**TEXT PASSAGE:**
┌────────

Saturday, March 22, 2014

Day Two: Field Visits, Avocado, and Dog Meat

Well I finally did it. I finally ate dog meat.

But before we go into that, let me give the scoop on today's events, because a lot of stuff went down that I don't want to forget.

Started off the day with a visit to YDD's "kebun" (garden), a seven hectare plot of land right by the sea. This is where they manufacture toilet prototypes and work on other STBM-related projects. It's also a famous site to visit Gua Maria, a worship site for Mother Mary. According to Bu Chris, many Catholic tourists come to make pilgrimage.




Bu Chris asked me to accompany Pak Yos, a staff member of YDD-Maumere, to visit a few desa (village) sites for monitoring and evaluation, something "more interesting" than witnessing all the tukang discuss plans for the upcoming workshop. Since I was under the impression that there weren't going to be a lot of field visits during this trip, I was pleasantly surprised and eager to go.

Pak Yos and I went first to desa Watumilok. Regarding sanitation, YDD does not currently have a partnership with Watumilok, but is interested in monitoring the use (or lack thereof) of a public bathroom that was erected by the Indonesian government back in 2011. Pak Yos first asked several villagers, ranging from young to old, and kept hearing inconsistent responses. We couldn't get a clear picture of whether or not the locals actually used the bathroom.

Finally, after speaking with a family who lives next to the public bathroom, Pak Yos confirmed that the bathroom is now obsolete and locked up. After its erection, something went wrong with the piping system, and since there was no monitoring system set up by the government, the bathroom no longer functions as originally intended. Locals initially tried to continue using it by bringing well water in buckets, but that eventually became tiresome, and there was always never enough water. Another issue was of cleanliness. Since there were no community funds to provide compensation for a cleaner, the bathroom got dirty very quickly. The man who kept the key to the stalls eventually became fed up with the state of the place and locked it up. When we visited today, all the bathroom stalls were still locked.  Without a functioning public bathroom, and with many homes without a WC, many villagers still go to the beach to relieve themselves.  According to Pak Yos, this was a classic example of a failed governmental project, embedded with corruption and poor planning.



After Watumilok, we went to a coastal village called Wae Pare, where house are built on stilts above the water. I asked Pak Yos if this kind of village is common in Flores, and he said, no, this was the only one of its kind, and the architecture was likely brought over from Sulawesi. I learned from Pak Yos that many of the people who live by the water are actually descendants of people who migrated from Sulawesi several generations ago.

YDD does not currently have a partnership with Wae Pare, but it sounds like it may be a possibility in the future. Apparently there are some WCs inland, but at night, when people don't want to venture out, people dump their waste in the water out of convenience. I asked Pak Yos if kids ever play or swim in the water, and he quickly pointed out a kid about 10-years-old who was wading waist high in the water below us.

└────────

**SHORT EXERCISE:** Continue the blog entry about the Flores field visits, starting after its last sentence.

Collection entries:
┌────────

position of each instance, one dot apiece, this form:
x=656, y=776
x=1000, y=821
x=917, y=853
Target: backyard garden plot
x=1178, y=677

└────────
┌────────

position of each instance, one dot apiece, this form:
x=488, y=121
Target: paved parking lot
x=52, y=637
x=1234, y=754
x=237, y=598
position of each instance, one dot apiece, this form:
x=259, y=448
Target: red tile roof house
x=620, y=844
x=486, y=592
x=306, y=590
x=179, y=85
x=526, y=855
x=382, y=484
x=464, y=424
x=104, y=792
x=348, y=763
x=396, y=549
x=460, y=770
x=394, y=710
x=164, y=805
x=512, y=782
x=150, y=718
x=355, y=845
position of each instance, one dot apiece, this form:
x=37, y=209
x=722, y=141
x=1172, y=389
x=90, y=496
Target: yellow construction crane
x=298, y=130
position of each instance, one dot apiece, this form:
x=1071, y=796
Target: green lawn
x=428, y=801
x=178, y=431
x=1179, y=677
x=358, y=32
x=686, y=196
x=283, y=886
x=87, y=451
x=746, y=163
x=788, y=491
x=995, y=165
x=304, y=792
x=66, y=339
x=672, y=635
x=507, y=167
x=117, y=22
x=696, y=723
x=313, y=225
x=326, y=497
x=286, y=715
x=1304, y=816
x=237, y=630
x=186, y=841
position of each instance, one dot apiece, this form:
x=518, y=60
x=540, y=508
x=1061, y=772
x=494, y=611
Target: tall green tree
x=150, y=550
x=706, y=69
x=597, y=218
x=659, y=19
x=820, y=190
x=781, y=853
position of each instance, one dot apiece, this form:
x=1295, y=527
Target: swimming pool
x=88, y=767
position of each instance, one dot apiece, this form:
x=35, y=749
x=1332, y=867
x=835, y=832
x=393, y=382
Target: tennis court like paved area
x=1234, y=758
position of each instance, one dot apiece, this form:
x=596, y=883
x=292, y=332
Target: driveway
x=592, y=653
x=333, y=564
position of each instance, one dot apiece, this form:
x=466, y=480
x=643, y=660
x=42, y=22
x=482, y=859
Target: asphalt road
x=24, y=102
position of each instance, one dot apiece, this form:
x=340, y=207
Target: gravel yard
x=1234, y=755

└────────
┌────────

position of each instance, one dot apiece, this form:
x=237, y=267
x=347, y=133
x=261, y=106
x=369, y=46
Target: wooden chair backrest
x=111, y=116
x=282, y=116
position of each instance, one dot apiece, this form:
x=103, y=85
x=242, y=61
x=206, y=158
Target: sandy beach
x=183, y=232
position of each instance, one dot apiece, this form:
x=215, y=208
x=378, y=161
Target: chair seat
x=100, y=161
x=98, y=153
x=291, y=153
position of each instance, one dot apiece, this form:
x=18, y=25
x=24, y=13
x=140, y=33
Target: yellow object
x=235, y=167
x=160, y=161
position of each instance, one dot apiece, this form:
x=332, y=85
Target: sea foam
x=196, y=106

└────────

**FINAL RESULT:**
The final sites we visited were Langir and Watu Liwung, two villages that YDD has a long-time partnership with. After working together with YDD for 4 years, Langir is about ready to declare STBM-status with the government. Receiving status means that the village meets a level of sanitation standard that is self-sustaining and maintained by the villagers. This means proper education, especially for children, concerning good sanitation habits, as well as access to bathrooms and clean water. As for Watu Liwung, YDD has been working with them since 2008, and although there have been delays, it sounds like they're almost ready, too.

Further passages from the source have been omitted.